Reproduce each of the records below, substituting "counter stool" for every occurrence of "bar stool" and leaving everything else unchanged. Omit the pictures from your version.
-- Begin --
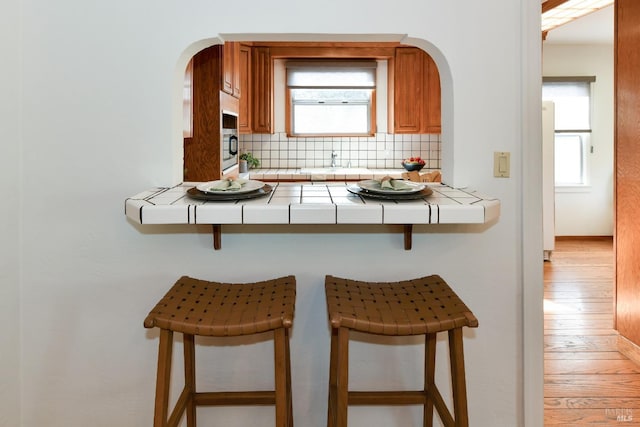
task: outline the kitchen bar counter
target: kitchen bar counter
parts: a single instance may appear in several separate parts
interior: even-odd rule
[[[379,200],[349,192],[347,181],[265,182],[271,193],[237,201],[192,199],[187,190],[197,183],[151,188],[127,198],[125,214],[144,225],[212,224],[215,249],[222,224],[402,224],[411,249],[413,224],[485,224],[500,216],[496,198],[440,183],[425,183],[433,194],[417,200]]]

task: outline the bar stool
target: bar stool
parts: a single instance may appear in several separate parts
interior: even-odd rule
[[[295,293],[293,276],[245,284],[178,279],[144,320],[145,328],[160,328],[154,427],[177,426],[185,412],[187,426],[195,427],[196,407],[215,405],[275,405],[276,427],[293,427],[289,329]],[[196,391],[196,335],[235,337],[269,331],[274,339],[274,390]],[[185,385],[169,413],[174,332],[184,338]]]
[[[325,278],[331,324],[328,427],[346,427],[348,405],[424,405],[424,426],[433,425],[435,406],[446,427],[469,425],[462,328],[478,320],[437,275],[400,282]],[[350,391],[349,332],[387,336],[425,335],[424,390]],[[436,335],[447,331],[454,415],[435,385]]]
-- End --
#### Reply:
task: outline the kitchen bar counter
target: kitchen bar counter
parts: a single instance may appear in several separate parts
interior: even-odd rule
[[[379,200],[349,192],[347,181],[265,182],[271,193],[237,201],[192,199],[187,190],[197,183],[151,188],[127,198],[125,214],[144,225],[212,224],[215,249],[222,224],[402,224],[411,249],[413,224],[485,224],[500,216],[496,198],[440,183],[425,183],[433,194],[417,200]]]

task: outline the counter stool
target: counter stool
parts: a single instance may appear in several separate parts
interior: even-odd rule
[[[295,293],[293,276],[245,284],[178,279],[144,320],[145,328],[160,328],[154,427],[177,426],[185,412],[187,426],[195,427],[196,407],[215,405],[275,405],[276,427],[293,427],[289,329]],[[196,391],[196,335],[235,337],[269,331],[274,339],[274,390]],[[185,385],[169,413],[174,332],[184,338]]]
[[[325,278],[331,324],[328,427],[346,427],[348,405],[424,405],[424,426],[433,425],[435,406],[446,427],[469,425],[462,328],[478,320],[437,275],[400,282]],[[350,391],[349,332],[387,336],[425,335],[424,390]],[[436,335],[447,331],[454,415],[435,385]]]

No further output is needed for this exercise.